Exercise brief:
Rewrite the items below with every "positive clicks" swapped for "foreground clicks", keeping everything else the same. Leave out the pictures.
--------------------------------------------------
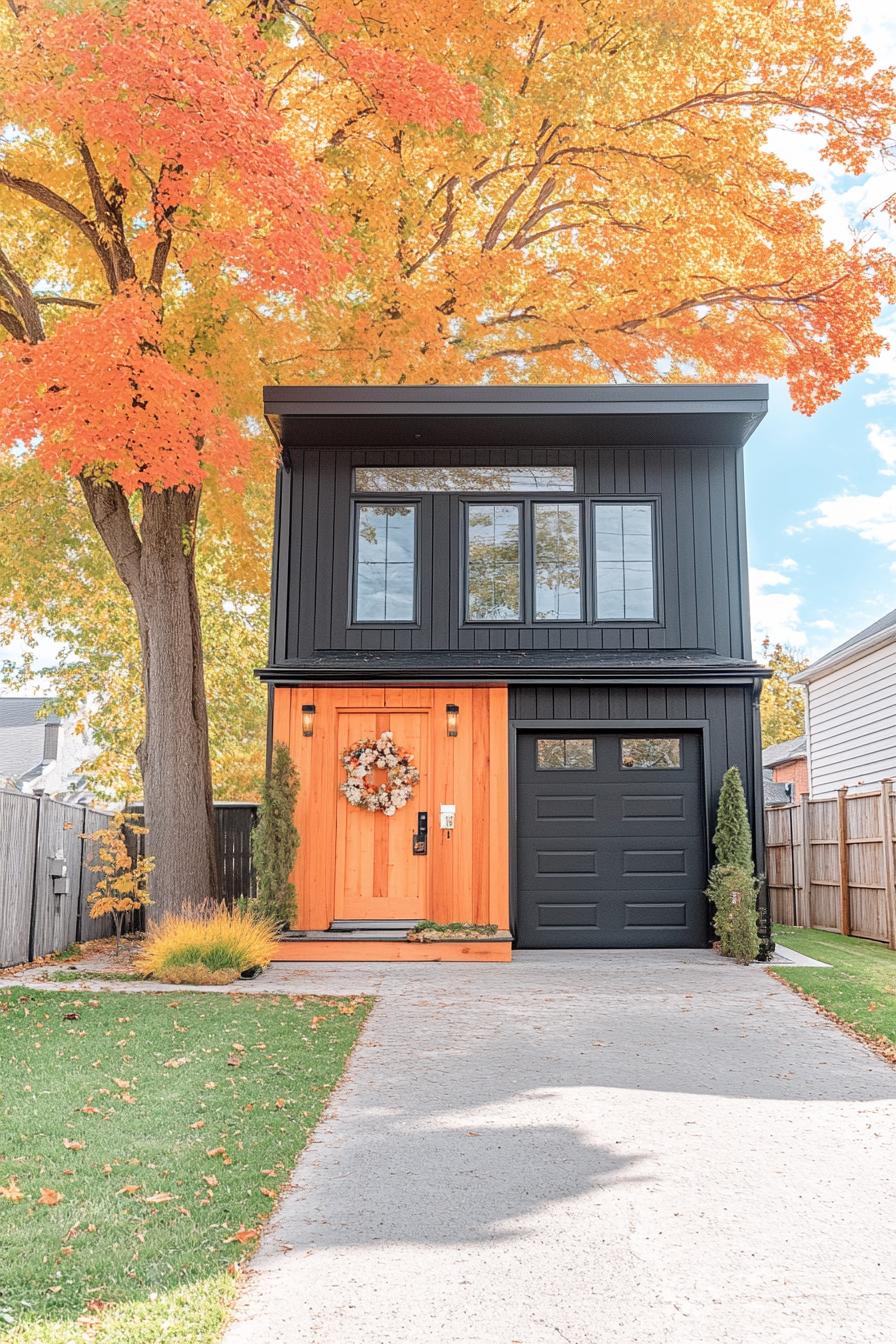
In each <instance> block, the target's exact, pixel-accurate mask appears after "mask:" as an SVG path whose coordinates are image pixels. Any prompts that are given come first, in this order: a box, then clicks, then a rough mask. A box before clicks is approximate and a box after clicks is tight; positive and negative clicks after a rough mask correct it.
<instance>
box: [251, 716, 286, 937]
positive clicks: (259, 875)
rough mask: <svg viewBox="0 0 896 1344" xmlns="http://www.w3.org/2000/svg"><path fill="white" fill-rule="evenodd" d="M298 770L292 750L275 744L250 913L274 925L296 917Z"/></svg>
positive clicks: (255, 855) (258, 825) (251, 834)
mask: <svg viewBox="0 0 896 1344" xmlns="http://www.w3.org/2000/svg"><path fill="white" fill-rule="evenodd" d="M297 797H298V770H297V769H296V766H294V765H293V758H292V755H290V754H289V747H287V746H286V745H285V743H283V742H277V743H274V753H273V757H271V769H270V774H269V775H267V778H266V780H265V781H263V784H262V801H261V808H259V813H258V824H257V825H255V829H254V831H253V833H251V849H253V864H254V867H255V890H257V896H255V899H254V900H253V902H251V905H250V909H251V910H253V911H254V913H255V914H257V915H258V917H259V918H263V919H273V921H274V923H277V925H279V923H290V921H292V919H293V915H294V913H296V887H294V886H293V883H292V880H290V872H292V871H293V864H294V863H296V853H297V851H298V831H297V829H296V823H294V820H293V817H294V816H296V798H297Z"/></svg>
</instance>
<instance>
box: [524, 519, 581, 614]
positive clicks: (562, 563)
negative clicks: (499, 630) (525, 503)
mask: <svg viewBox="0 0 896 1344" xmlns="http://www.w3.org/2000/svg"><path fill="white" fill-rule="evenodd" d="M580 531H582V508H580V505H579V504H547V503H544V504H533V505H532V540H533V552H535V582H533V595H535V612H533V614H535V620H536V621H580V620H582V544H580Z"/></svg>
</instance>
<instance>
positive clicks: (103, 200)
mask: <svg viewBox="0 0 896 1344" xmlns="http://www.w3.org/2000/svg"><path fill="white" fill-rule="evenodd" d="M78 152H79V153H81V161H82V164H83V165H85V175H86V177H87V185H89V187H90V195H91V199H93V204H94V210H95V212H97V219H98V220H102V223H103V224H105V226H106V230H107V234H109V237H110V239H111V243H110V245H109V247H107V250H109V257H110V259H111V265H113V270H114V277H116V286H114V290H117V289H118V286H120V285H121V284H124V282H125V281H128V280H136V277H137V267H136V266H134V261H133V257H132V255H130V250H129V247H128V239H126V238H125V223H124V218H122V214H121V206H120V204H118V203H117V202H116V200H114V199H113V200H110V199H109V196H107V195H106V192H105V190H103V185H102V179H101V176H99V169H98V168H97V164H95V163H94V157H93V155H91V153H90V149H89V148H87V144H86V141H83V140H81V141H79V142H78ZM114 290H113V292H114Z"/></svg>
--------------------------------------------------
Answer box:
In each <instance> block, the target's exact, pixel-accurate mask appears after "mask:" as an SVG path whose coordinates are image pixels. Any prompts that are given come first, in this order: a box, then clicks, then a rough mask. A box before clicks is approximate and a box after clicks is tight; positive and negative clicks after a rough mask correct it.
<instance>
box: [251, 716, 286, 937]
foreground clicks: (259, 875)
rough mask: <svg viewBox="0 0 896 1344" xmlns="http://www.w3.org/2000/svg"><path fill="white" fill-rule="evenodd" d="M298 770L292 750L275 744L250 913L274 925L296 917Z"/></svg>
foreground clicks: (255, 855) (258, 825) (251, 834)
mask: <svg viewBox="0 0 896 1344" xmlns="http://www.w3.org/2000/svg"><path fill="white" fill-rule="evenodd" d="M297 797H298V770H297V769H296V766H294V765H293V758H292V755H290V754H289V747H287V746H286V745H285V743H283V742H277V743H274V753H273V757H271V769H270V774H269V775H267V778H266V780H265V781H263V784H262V801H261V808H259V813H258V824H257V825H255V829H254V831H253V833H251V849H253V864H254V867H255V890H257V896H255V899H254V900H253V902H251V905H250V909H251V910H253V911H254V913H255V914H257V915H258V917H259V918H263V919H273V921H274V923H277V925H279V923H290V921H292V919H293V915H294V913H296V887H294V886H293V883H292V880H290V872H292V871H293V864H294V863H296V853H297V851H298V831H297V829H296V823H294V820H293V817H294V816H296V798H297Z"/></svg>
</instance>
<instance>
box: [524, 519, 581, 614]
foreground clicks: (562, 563)
negative clicks: (499, 630) (525, 503)
mask: <svg viewBox="0 0 896 1344" xmlns="http://www.w3.org/2000/svg"><path fill="white" fill-rule="evenodd" d="M580 531H582V508H580V505H579V504H547V503H544V504H533V505H532V540H533V552H535V582H533V595H535V612H533V614H535V620H536V621H580V620H582V544H580Z"/></svg>
</instance>
<instance>
foreground clicks: (103, 200)
mask: <svg viewBox="0 0 896 1344" xmlns="http://www.w3.org/2000/svg"><path fill="white" fill-rule="evenodd" d="M78 152H79V153H81V161H82V164H83V165H85V175H86V177H87V185H89V187H90V195H91V199H93V204H94V210H95V212H97V219H98V220H102V223H103V224H105V226H106V230H107V234H109V237H110V239H111V243H110V245H109V247H107V250H109V257H110V259H111V265H113V270H114V277H116V286H114V290H117V289H118V286H120V285H121V284H124V282H125V281H128V280H136V277H137V267H136V266H134V261H133V257H132V255H130V250H129V247H128V239H126V238H125V223H124V218H122V214H121V206H120V204H118V203H117V202H116V200H114V199H113V200H110V199H109V196H107V195H106V192H105V190H103V185H102V179H101V176H99V169H98V168H97V164H95V163H94V157H93V155H91V153H90V149H89V148H87V144H86V141H83V140H81V141H79V142H78ZM114 290H113V292H114Z"/></svg>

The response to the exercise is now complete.